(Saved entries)
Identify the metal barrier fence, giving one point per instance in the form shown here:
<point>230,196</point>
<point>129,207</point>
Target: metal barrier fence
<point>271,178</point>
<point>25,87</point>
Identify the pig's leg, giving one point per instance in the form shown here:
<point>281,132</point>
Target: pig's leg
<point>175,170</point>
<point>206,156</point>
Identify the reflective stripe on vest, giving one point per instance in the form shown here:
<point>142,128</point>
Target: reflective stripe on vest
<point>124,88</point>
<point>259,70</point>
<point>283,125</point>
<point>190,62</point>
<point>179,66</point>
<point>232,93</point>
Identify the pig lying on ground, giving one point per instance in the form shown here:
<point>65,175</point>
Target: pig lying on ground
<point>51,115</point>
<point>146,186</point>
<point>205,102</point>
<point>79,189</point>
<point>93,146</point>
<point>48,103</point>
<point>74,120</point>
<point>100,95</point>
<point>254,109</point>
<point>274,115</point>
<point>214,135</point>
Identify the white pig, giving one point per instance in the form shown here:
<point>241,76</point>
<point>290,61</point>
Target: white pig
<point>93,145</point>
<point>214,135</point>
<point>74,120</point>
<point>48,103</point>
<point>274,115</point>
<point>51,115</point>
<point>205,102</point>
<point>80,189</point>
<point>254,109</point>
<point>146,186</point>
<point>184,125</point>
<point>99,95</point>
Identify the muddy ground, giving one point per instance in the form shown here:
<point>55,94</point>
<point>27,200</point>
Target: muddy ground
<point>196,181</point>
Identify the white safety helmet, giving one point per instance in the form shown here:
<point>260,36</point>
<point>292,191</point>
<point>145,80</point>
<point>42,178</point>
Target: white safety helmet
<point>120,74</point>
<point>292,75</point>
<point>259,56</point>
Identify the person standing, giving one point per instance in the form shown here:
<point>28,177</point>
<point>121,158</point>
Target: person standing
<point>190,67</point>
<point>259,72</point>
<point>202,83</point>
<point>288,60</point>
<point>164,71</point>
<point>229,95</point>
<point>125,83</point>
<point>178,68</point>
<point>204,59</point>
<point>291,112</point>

__Your task__:
Please extract exactly, and only, the lines from the line containing "Target: white pig" through the last line of the records.

__Exercise response__:
Target: white pig
<point>93,145</point>
<point>214,135</point>
<point>74,120</point>
<point>48,103</point>
<point>274,115</point>
<point>51,115</point>
<point>205,102</point>
<point>80,189</point>
<point>254,109</point>
<point>146,186</point>
<point>184,125</point>
<point>99,95</point>
Identify the muddy ground, giving one point per instance in the form shown here:
<point>55,94</point>
<point>27,200</point>
Target: muddy ground
<point>196,181</point>
Identify the white safety helmet, giving one point per instance in the form shown here:
<point>260,36</point>
<point>292,191</point>
<point>145,80</point>
<point>42,178</point>
Target: white safety helmet
<point>120,74</point>
<point>292,75</point>
<point>259,56</point>
Identify the person standing, giving one point per instance in the form shown here:
<point>28,177</point>
<point>121,158</point>
Target: person standing
<point>190,67</point>
<point>259,72</point>
<point>202,83</point>
<point>288,60</point>
<point>164,71</point>
<point>229,95</point>
<point>125,83</point>
<point>178,68</point>
<point>204,59</point>
<point>291,112</point>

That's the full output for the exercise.